● Work request
Retype the entries. Match them exactly.

=======

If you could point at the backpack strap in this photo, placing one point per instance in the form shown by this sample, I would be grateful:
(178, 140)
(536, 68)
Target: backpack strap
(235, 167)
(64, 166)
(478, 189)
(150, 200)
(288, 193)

=======

● Answer space
If you could point at the backpack strap in this photo, placing one point per instance in the form shown by this sample, I would be grateful:
(178, 140)
(536, 68)
Target: backpack strap
(235, 167)
(64, 166)
(478, 189)
(150, 200)
(288, 193)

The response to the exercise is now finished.